*Passage:*
───

Skip to main content

Section 2.1 Quantitative Data Displays

Definition 2.1.1.

  • frequency distribution: a table that shows the number of data observations that fall into specific intervals or categories
  • class: a category in a frequency distribution
  • relative frequency distribution: displays the proportion of observations of each class relative to the total number of observations
  • cumulative frequency distribution: totals the proportion of observations that are less than or equal to the class at which you are looking

Exercise 2.1.2.

Definition 2.1.3.

  • histogram: a graph showing the number of observations in each class of a frequency distribution
  • ogive: a line graph that plots the cumulative relative frequency distribution
Let’s look at both tabs at the link below to see an examples of these types of graphs/charts: UCCS Student Age Example
 1 
bit.ly/3XxmsVN

Exploration 2.1.1.

Let’s look at the file below, which has the number of iPads sold at a particular store over a certain number of days. We’re going to make a frequency distribution for this data. external/sheets/iPadSales.xlsx
(The manager might want to know, for example, the percentage of days that 3 or fewer iPads were sold.)
  • Highlight D2:D7
    (Note: the “Bins” are the classes in our distribution.)
  • type =FREQUENCY(A2:A51,C2:C7)
  • Hit \(\text{Control}+\text{Shift}+\text{Enter}\) together
Here is the frequency distribution we should get when we do this:

Subsection 2.1.1 Creating Histograms in Excel

Next we want to create histograms in Excel, but before doing that, we’re going to download the Data Analysis tool in Excel that we will use to create histograms. (Later in the course we will use this tool for many more things!)

Note 2.1.4.

Go to the link below to see instructions for downloading the Data Analysis tool in Excel:
Analysis ToolPak in Excel
 2 
support.microsoft.com/en-us/office/load-the-analysis-toolpak-in-excel-6a63e598-cd6d-42e3-9317-6b40ba1a66b4#OfficeVersion=Windows
(Note that there are different tabs with instructions for Windows and macOS.)

Exploration 2.1.2.

Let’s go back to the iPad sales example from Exploration 2.1.1.

───

[Items from a data source]
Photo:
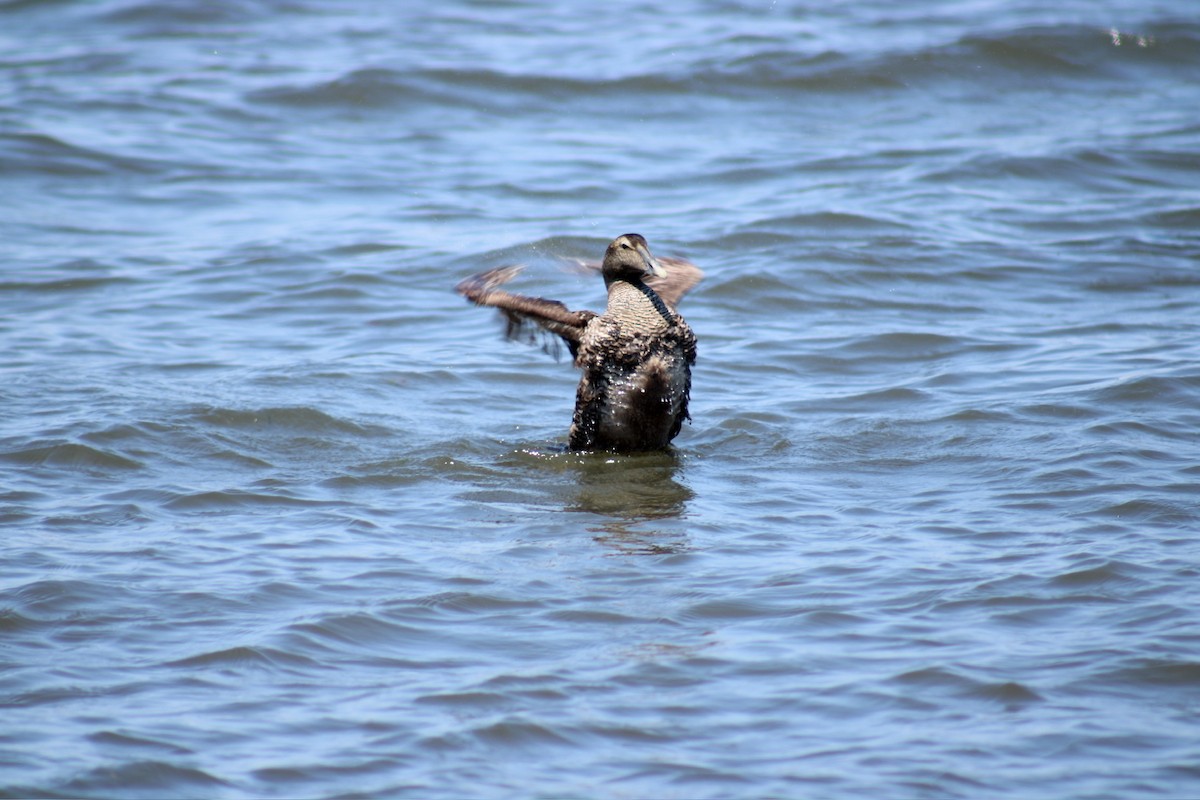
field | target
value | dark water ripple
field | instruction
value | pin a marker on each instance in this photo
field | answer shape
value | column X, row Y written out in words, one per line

───

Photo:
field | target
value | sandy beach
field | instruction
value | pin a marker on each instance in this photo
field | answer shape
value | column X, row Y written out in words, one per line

───

*Stated exercise:*
Rewrite the part of the quantitative data displays section that opens with the words "Let’s look at the" and closes with "iPads were sold.)", switching "store" to "shop".

*Task output:*
Let’s look at the file below, which has the number of iPads sold at a particular shop over a certain number of days. We’re going to make a frequency distribution for this data. external/sheets/iPadSales.xlsx
(The manager might want to know, for example, the percentage of days that 3 or fewer iPads were sold.)